Goal of the exercise:
Put all the items below into a two-column CSV with the columns "prompt" and "points", one row per item, holding its text and its answer, each in a single quoted field with line breaks replaced by spaces. Leave the pictures out.

Raw records:

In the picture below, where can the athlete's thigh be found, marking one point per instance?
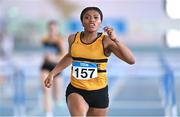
(77, 105)
(97, 111)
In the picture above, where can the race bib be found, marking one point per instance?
(84, 70)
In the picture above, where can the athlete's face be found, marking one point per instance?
(91, 21)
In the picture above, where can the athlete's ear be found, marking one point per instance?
(82, 23)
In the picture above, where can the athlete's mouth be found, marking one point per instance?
(91, 25)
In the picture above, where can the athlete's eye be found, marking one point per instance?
(96, 17)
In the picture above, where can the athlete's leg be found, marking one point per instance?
(97, 112)
(77, 105)
(57, 88)
(46, 93)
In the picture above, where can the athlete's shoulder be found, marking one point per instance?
(72, 37)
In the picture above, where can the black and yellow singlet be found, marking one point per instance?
(89, 64)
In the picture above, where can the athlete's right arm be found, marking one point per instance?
(62, 64)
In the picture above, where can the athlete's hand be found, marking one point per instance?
(110, 32)
(48, 81)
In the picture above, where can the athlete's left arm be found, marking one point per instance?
(117, 47)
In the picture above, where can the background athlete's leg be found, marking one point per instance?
(77, 105)
(46, 93)
(97, 112)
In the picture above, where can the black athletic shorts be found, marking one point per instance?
(95, 98)
(49, 66)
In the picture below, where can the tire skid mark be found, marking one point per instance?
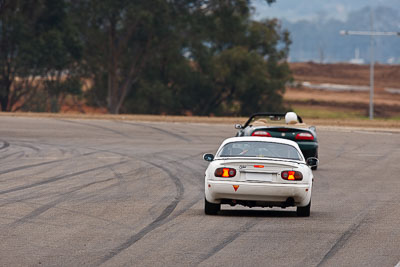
(344, 237)
(27, 146)
(97, 127)
(4, 145)
(227, 241)
(57, 178)
(165, 218)
(160, 220)
(42, 164)
(11, 154)
(341, 241)
(46, 207)
(169, 133)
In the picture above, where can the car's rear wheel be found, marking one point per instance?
(211, 208)
(304, 211)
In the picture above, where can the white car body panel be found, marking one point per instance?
(263, 186)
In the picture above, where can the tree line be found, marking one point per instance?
(197, 57)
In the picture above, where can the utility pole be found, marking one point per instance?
(371, 34)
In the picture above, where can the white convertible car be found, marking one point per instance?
(256, 171)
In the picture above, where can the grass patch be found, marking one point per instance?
(327, 113)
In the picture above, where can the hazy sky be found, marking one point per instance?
(294, 10)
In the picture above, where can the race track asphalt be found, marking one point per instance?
(124, 193)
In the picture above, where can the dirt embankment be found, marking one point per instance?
(386, 76)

Expected answer:
prompt,points
"In the picture below, where can the athlete's thigh be found, marking one point per instance?","(77, 105) (97, 111)"
"In the picture above, where can the race bib be found, marking one point per instance?","(84, 70)"
"In the picture above, where can the athlete's face be found, marking one point per instance?","(91, 21)"
"In the picture above, where can the athlete's ear be found, marking one point per instance?","(82, 23)"
"In the picture above, where can the athlete's mouth be found, marking one point per instance?","(91, 25)"
"In the picture above, where can the athlete's eye be found, marking one point per instance?","(96, 17)"
"In the picture above, where can the athlete's leg be found, marking one point per instance?","(97, 112) (77, 105) (57, 88) (46, 93)"
"In the picture above, where can the athlete's shoulder be found, marking one point per instance?","(72, 37)"
"In the picture above, where can the black and yellow singlet be found, marking one point per instance?","(89, 64)"
"In the picture above, where can the athlete's right arm be found, marking one point per instance?","(62, 64)"
"In the picture above, where can the athlete's hand be found, marking one point per instance?","(110, 32) (48, 81)"
"In the picture above, where can the athlete's left arm be found, marking one point per instance?","(117, 47)"
"In the picture above, where can the background athlete's leg be found, marking one point per instance?","(77, 105) (46, 93) (97, 112)"
"In the picture above, where can the black athletic shorts be found, marking one point per instance?","(95, 98) (49, 66)"
"In the picture below, where can the tire skid mark be found, marking one point per instance?","(344, 237) (27, 146) (97, 127) (4, 145) (227, 241) (57, 178) (165, 218) (160, 220) (42, 164) (11, 154) (341, 241) (46, 207) (169, 133)"
"In the picture above, where can the car's rear wheel be found, marking one point per instance?","(211, 208) (304, 211)"
"In the picture above, where can the white car body panel be found, marking one point per instance?","(263, 186)"
"In the picture above, where can the tree line be found, marking one point per instance?","(197, 57)"
"In the picture above, where can the utility pole be found, marking one point per instance?","(371, 34)"
"In the picture above, where can the white convertible car be found, marking one point per instance?","(256, 171)"
"In the picture above, where can the grass patch be found, marking one point per instance?","(327, 113)"
"In the picture above, where can the hazy sky be found, marking one point per instance?","(294, 10)"
"In the picture above, where can the race track asphalt be found, marking one point per instance?","(124, 193)"
"In the picture above, where can the dirt embankment be found, marking one point per instance?","(386, 76)"